§ Task description
Edit these lines so that every "at your earliest convenience" becomes "as soon as possible", and keep everything else the same. Leave the pictures out.

§ Listing
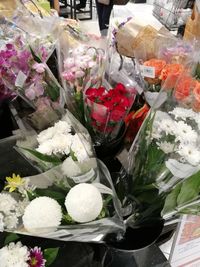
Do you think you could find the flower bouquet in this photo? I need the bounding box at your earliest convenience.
[0,234,59,267]
[0,38,64,129]
[0,112,123,241]
[85,83,136,144]
[122,74,200,232]
[59,42,104,123]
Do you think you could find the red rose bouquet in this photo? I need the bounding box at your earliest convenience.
[84,83,136,144]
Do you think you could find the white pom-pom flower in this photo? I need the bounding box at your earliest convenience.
[71,134,88,162]
[61,157,81,177]
[0,242,29,267]
[22,197,62,233]
[65,183,103,223]
[0,193,17,214]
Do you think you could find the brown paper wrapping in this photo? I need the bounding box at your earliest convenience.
[116,19,169,60]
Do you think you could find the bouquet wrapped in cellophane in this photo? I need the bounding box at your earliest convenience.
[84,67,137,146]
[57,22,105,124]
[12,6,59,62]
[111,18,197,105]
[122,73,200,227]
[0,111,124,241]
[0,36,64,129]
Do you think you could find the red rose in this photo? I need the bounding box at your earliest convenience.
[85,87,106,97]
[114,83,127,94]
[91,111,107,124]
[110,106,126,122]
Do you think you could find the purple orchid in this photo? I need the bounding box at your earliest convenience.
[28,247,46,267]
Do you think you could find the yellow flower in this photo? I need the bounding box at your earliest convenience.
[4,173,25,193]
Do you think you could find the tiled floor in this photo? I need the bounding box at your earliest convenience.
[81,2,162,34]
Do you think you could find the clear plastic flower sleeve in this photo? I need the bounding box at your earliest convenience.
[122,73,200,225]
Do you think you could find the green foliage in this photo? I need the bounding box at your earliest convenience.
[162,171,200,218]
[21,147,62,166]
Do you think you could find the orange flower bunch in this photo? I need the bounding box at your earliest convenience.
[174,74,200,111]
[143,58,167,84]
[144,58,185,89]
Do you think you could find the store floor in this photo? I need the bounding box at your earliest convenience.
[80,2,162,35]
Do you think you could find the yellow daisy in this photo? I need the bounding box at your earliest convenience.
[4,173,25,193]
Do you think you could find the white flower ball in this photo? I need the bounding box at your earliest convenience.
[22,197,62,233]
[65,183,103,223]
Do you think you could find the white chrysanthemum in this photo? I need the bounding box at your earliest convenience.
[174,121,198,144]
[37,127,55,144]
[178,145,200,166]
[169,107,196,120]
[0,212,4,232]
[61,157,81,177]
[65,183,103,223]
[4,213,19,229]
[71,134,88,162]
[51,134,73,155]
[0,242,29,267]
[15,198,30,217]
[0,193,17,214]
[158,119,175,135]
[36,139,53,155]
[54,121,71,134]
[22,197,62,233]
[157,141,174,154]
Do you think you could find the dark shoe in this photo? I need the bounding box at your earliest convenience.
[76,4,86,9]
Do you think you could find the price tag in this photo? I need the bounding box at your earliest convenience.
[15,70,27,88]
[140,65,156,78]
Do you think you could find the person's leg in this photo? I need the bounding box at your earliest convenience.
[76,0,87,9]
[101,2,113,35]
[96,1,104,31]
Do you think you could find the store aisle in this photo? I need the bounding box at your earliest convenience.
[81,2,162,35]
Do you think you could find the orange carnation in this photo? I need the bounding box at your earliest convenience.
[174,76,197,101]
[159,64,184,89]
[144,58,166,78]
[193,81,200,111]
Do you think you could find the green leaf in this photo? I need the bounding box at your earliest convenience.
[43,248,59,267]
[46,80,60,102]
[20,147,62,165]
[177,171,200,206]
[179,204,200,216]
[4,233,20,246]
[162,184,181,215]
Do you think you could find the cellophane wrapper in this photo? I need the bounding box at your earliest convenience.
[2,111,124,242]
[12,6,60,62]
[123,72,200,228]
[84,66,137,145]
[57,23,105,124]
[0,36,65,130]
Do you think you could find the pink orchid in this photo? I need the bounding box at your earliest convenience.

§ Result for this exercise
Do you think you could find the flower bouquet in this photo? I need the bounding box as soon as possible.
[0,234,59,267]
[0,38,64,129]
[0,112,123,241]
[85,83,136,144]
[122,74,200,232]
[59,42,104,123]
Do you think you could find the red rose bouquet in this photo? I need the bounding box as soon as possible.
[84,83,136,144]
Do you think you could find the white pom-pom flower in this photo? I need the bounding box as soon as possible.
[71,134,88,162]
[61,157,81,177]
[0,242,29,267]
[22,197,62,233]
[65,183,103,223]
[0,193,17,214]
Do you think you could find the brown paper wrapping in this photo? I need the bounding box as soon as possible.
[116,19,169,60]
Do you think you could find the bouquet wrapped in cellophane in this photo? I need the bounding box as soon as possible.
[84,67,137,146]
[57,22,105,124]
[12,6,59,62]
[111,18,197,105]
[122,73,200,227]
[0,111,124,241]
[0,36,64,129]
Do you think you could find the red rose in this photo? I need the bounding box as soon as possible.
[85,87,106,97]
[114,83,127,94]
[91,111,107,124]
[110,106,126,122]
Do you think you could find the purple orchid in this photo? I need the bounding box as soon as possible.
[28,247,46,267]
Do you think you could find the yellow flower in this photo? I need the bounding box as soon as possible.
[4,173,25,193]
Do you think you could find the tiled floor in this photo? I need the bounding box as soon as possible.
[81,2,162,34]
Do you think you could find the clear plastic flower sleeve in this photo? I need the bounding box as soon as possible.
[122,73,200,225]
Do you think you could find the green foliage in this photo? I need the bounding box as soon as possible.
[162,171,200,218]
[21,147,62,166]
Do you think you could find the orange flower bunch in this photo? I need the bounding box as soon as possible.
[174,74,200,111]
[143,58,167,84]
[144,58,185,89]
Do you think you could find the store floor in this photo? I need the bounding box as soon as possible.
[80,2,162,35]
Do you think you could find the yellow daisy in this photo? I need the bounding box as soon as possible.
[4,173,25,193]
Do you think you could find the white flower ball in this photo? I need the bounding box as soon as possible.
[22,197,62,233]
[65,183,103,223]
Do you think you could find the white chrysanthemum in this photo? I need the bounding box as soon as possible.
[174,121,198,144]
[37,127,55,144]
[178,145,200,166]
[169,107,196,120]
[0,212,4,232]
[61,157,81,177]
[65,183,103,223]
[4,213,19,229]
[71,134,88,162]
[51,134,73,155]
[0,242,29,267]
[15,198,30,217]
[0,193,17,214]
[158,119,175,135]
[36,139,53,155]
[54,121,71,134]
[22,197,62,233]
[157,141,174,154]
Do you think you could find the dark shoe in this photo? I need the bounding box as soon as possible.
[76,4,86,9]
Do you think you could find the price tag in this photo? I need the bounding box as soon as possible.
[15,70,27,88]
[140,65,156,78]
Do you think you could find the person's leg in this photo? I need the bounding box as soon as possible.
[76,0,87,9]
[101,2,113,35]
[96,1,104,31]
Do you think you could find the store aisle in this photo? I need the bounding box as soon as possible.
[81,2,162,35]
Do you think you could find the orange carnation in this photo? I need the bounding box as soon as possible.
[174,76,197,101]
[159,64,184,89]
[144,58,166,78]
[193,81,200,111]
Do you think you could find the green leaf in this photo? I need the bounding box as soon as possible.
[43,248,59,267]
[46,80,60,102]
[20,147,62,165]
[177,171,200,206]
[179,204,200,216]
[4,233,20,246]
[162,184,181,215]
Do you think you could find the cellophane wrapper in this photo? I need the bounding box as soon as possible.
[2,111,124,242]
[12,6,60,62]
[123,72,200,228]
[84,66,137,145]
[57,23,105,124]
[0,36,65,130]
Do you think you could find the pink orchid in this photo? I need the bounding box as soon as possible.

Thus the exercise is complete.